> _Stored entries_:
━━━━
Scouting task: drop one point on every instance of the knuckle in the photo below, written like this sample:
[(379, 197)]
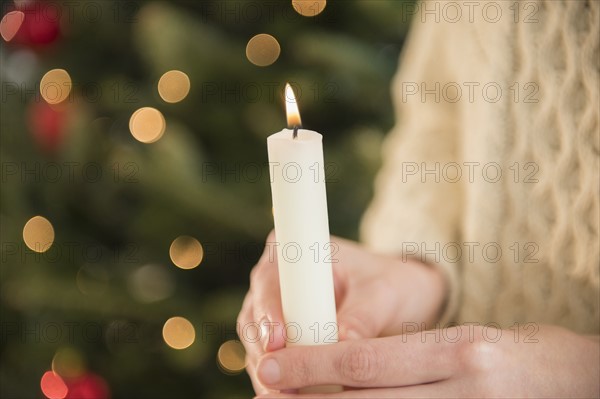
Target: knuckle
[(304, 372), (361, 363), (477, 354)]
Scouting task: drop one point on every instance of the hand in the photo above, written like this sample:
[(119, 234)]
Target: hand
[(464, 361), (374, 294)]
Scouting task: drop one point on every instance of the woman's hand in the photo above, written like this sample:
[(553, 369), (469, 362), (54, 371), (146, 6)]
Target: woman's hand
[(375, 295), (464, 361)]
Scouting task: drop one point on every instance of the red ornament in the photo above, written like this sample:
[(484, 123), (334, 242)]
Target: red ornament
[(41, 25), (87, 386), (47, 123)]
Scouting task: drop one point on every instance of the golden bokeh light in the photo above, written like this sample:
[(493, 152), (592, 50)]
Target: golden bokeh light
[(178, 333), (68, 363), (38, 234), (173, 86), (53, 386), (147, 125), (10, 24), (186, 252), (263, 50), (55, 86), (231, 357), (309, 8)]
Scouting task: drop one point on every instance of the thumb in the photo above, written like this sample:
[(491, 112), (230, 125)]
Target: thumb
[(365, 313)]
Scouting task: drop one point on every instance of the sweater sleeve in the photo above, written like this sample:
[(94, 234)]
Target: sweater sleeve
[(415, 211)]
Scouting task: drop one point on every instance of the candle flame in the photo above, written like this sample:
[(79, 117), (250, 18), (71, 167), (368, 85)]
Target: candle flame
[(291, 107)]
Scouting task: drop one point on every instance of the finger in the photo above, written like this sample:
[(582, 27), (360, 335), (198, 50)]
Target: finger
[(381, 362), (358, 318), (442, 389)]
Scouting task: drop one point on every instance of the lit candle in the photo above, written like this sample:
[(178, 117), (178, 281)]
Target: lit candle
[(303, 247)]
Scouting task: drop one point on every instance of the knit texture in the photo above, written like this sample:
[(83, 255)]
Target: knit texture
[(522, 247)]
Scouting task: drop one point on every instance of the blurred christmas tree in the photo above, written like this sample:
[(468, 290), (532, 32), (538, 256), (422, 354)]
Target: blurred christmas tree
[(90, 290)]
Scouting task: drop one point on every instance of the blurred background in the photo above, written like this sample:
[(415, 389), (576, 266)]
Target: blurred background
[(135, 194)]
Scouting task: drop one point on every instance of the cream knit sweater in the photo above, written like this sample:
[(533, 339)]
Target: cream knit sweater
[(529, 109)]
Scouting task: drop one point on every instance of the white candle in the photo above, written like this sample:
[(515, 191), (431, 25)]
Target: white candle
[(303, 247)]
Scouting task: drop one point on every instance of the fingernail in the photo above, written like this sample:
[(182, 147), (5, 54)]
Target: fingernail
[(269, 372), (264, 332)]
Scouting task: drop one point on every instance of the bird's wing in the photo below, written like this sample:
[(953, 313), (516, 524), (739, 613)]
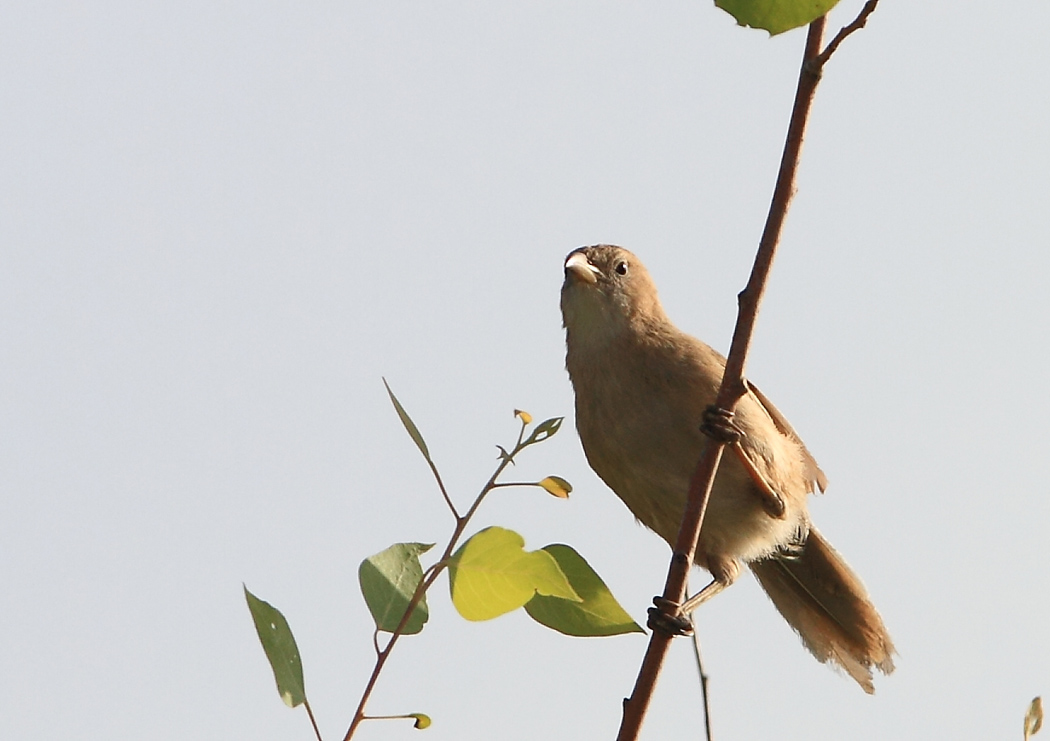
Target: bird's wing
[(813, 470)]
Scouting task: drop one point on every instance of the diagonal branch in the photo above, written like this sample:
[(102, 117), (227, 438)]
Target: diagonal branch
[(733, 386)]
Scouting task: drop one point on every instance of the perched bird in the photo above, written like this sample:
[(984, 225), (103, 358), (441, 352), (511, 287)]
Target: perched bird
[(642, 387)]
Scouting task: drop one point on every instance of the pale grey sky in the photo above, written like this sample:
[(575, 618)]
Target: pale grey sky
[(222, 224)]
━━━━
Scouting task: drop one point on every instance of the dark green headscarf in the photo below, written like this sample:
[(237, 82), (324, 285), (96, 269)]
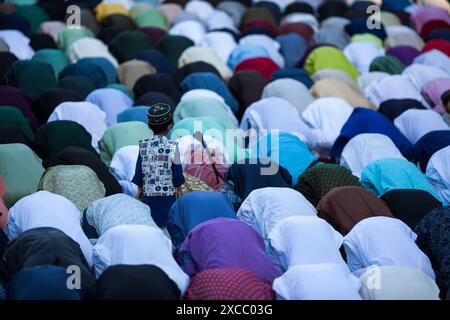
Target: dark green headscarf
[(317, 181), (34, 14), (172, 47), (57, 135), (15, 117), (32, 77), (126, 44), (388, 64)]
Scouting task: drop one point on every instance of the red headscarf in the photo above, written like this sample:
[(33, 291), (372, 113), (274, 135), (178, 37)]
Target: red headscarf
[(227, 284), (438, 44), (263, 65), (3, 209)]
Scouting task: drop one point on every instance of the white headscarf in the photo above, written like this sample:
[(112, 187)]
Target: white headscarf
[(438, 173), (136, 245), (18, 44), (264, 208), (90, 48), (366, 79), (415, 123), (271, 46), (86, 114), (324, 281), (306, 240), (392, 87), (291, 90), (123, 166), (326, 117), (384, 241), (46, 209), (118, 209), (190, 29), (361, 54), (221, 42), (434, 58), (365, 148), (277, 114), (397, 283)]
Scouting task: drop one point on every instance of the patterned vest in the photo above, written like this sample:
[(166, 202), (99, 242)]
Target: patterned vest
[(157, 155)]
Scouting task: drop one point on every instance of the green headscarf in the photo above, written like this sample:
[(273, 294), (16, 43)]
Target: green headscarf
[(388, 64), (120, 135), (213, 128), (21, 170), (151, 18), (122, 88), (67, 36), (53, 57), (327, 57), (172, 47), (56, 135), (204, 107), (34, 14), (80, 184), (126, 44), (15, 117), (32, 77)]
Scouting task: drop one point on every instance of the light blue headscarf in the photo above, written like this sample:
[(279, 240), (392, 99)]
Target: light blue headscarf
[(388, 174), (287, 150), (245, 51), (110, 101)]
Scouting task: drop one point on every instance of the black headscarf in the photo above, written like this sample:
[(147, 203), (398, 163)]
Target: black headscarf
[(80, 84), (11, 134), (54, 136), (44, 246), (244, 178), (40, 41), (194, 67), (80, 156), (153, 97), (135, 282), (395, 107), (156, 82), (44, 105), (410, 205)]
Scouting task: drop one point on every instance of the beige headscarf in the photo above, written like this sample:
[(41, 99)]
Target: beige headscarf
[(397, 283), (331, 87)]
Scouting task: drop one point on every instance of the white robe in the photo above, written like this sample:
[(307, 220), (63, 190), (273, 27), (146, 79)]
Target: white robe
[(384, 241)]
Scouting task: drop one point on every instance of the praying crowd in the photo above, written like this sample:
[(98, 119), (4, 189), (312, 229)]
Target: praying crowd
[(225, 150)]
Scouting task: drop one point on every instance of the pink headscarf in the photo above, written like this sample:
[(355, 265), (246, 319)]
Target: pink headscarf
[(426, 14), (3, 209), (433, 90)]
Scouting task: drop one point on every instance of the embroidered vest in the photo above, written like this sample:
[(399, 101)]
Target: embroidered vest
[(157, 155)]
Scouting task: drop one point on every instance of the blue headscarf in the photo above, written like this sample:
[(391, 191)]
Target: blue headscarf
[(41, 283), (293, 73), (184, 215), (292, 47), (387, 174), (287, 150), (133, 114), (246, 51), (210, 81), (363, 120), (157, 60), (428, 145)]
━━━━
> _TASK DESCRIPTION_: Copy each line of the records that has "below" in it.

> _SOLUTION FOR THIS TASK_:
Scouting task: drop one point on every instance of the knuckle in the photo below, written like this sample:
Scouting task: drop one point on every instance of the bird's wing in the photo below, written like this sample:
Scouting task: drop one point on every instance of the dark green headscarf in the photo below, written like this sample:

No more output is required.